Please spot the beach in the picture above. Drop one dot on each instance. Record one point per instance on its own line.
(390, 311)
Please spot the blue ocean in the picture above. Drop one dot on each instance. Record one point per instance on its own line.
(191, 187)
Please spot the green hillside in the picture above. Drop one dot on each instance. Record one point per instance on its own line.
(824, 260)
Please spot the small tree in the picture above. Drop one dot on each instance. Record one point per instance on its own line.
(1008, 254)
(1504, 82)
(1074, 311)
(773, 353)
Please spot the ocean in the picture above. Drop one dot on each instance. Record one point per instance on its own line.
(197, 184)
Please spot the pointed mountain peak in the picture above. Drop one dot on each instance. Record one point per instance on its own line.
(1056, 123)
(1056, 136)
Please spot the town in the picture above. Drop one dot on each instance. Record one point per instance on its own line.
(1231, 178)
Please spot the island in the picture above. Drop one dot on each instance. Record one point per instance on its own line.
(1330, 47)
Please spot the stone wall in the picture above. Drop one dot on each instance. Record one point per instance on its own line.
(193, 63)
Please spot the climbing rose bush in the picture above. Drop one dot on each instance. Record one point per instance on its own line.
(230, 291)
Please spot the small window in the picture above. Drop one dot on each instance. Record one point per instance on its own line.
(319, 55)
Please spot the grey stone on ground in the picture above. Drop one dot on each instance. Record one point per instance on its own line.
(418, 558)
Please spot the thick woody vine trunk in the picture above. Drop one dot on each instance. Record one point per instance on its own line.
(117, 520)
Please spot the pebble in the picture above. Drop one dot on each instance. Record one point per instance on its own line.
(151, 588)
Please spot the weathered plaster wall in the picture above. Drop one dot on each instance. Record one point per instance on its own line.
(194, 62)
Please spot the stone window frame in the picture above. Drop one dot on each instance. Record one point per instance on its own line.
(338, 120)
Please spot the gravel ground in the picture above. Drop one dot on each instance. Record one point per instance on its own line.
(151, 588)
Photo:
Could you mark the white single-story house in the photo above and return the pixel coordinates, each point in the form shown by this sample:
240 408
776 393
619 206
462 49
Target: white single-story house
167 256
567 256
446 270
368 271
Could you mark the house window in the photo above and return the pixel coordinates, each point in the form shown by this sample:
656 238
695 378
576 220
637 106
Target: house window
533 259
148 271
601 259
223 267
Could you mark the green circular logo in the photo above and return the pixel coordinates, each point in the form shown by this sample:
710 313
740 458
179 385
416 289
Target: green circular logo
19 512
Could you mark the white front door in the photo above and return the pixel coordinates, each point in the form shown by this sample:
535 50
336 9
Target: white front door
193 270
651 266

********

_THE EXERCISE_. Repeat the data above, word for word.

_EXERCISE RESPONSE_.
Please spot the beach in the picture above. Drop one dot on each instance. Record one point per instance on its own line.
(390, 311)
Please spot the blue ocean in the picture above. Drop one dot on each instance. Record one point per instance on its own line.
(191, 187)
Please spot the green hillside in the picture above. Drop one dot on each instance. Record one point per instance on its own line.
(824, 260)
Please spot the small tree in the picture above. Drop one dot on each instance. Record one point per instance on its own line.
(1008, 254)
(1504, 82)
(1074, 311)
(773, 353)
Please spot the ocean in the picture above. Drop one dot on each instance. Record one point per instance on its own line.
(197, 184)
Please spot the pointed mountain peak in the picture above. Drop one dot on each instance. Record one point per instance on its own line.
(1056, 123)
(1056, 136)
Please spot the town in the picture above. Drop one dot on each instance. Record one point per instance on its own line.
(1231, 178)
Please spot the island in the picture above. Drop one dot on each instance. Record one point per instance on its own line.
(1330, 47)
Please spot the stone wall in the picture above. Drop one dot on each instance. Record one point per instance on its own line.
(193, 63)
Please spot the climbing rose bush in the picture above. Drop one dot on each instance. Record one point per instance on its own line.
(230, 291)
Please spot the small window in the picture above. Drop one dot on each instance. Record one point per instance on its own line.
(319, 55)
Please spot the grey stone on ground in the picture above. Drop one dot on each instance. Record one point per instance on its own line.
(418, 558)
Please spot the thick woody vine trunk in the picture above. Drop one dot on each instance. Record one point per instance on its own line.
(117, 520)
Please spot the pebble in the picture above. Drop one dot on each instance. Record one point per instance on its own line.
(151, 588)
Please spot the weathered plaster wall in the picture above. Drop one dot on each instance. Record one point per instance on its own line.
(194, 62)
Please spot the stone window frame in the picture above. Drop one dot on each instance. Record one point per instance on its own line.
(338, 120)
Please spot the gravel ground in the picture above. Drop one dot on each instance. Record one point per instance on its own line.
(151, 588)
Photo:
Could you mark the white single-story house in the photo above and return the pixel coordinates, each point in the form shown by this sample:
240 408
776 393
619 206
462 49
Target: white single-story house
167 256
567 256
446 270
368 271
Could you mark the house window in the photo above and return the pixel coordinates, each point in the form shown by this sample:
656 238
695 378
576 220
637 106
Target: house window
533 259
148 271
601 259
223 267
Could you mark the green circular logo in the photo above and return the pixel coordinates, each point in the form shown by this sample:
710 313
740 458
179 385
416 289
Target: green circular logo
19 512
Could you mark the white front door in the photo above and return the pixel coordinates, each point in the form shown by this sample:
535 50
336 9
Target: white front door
193 270
651 266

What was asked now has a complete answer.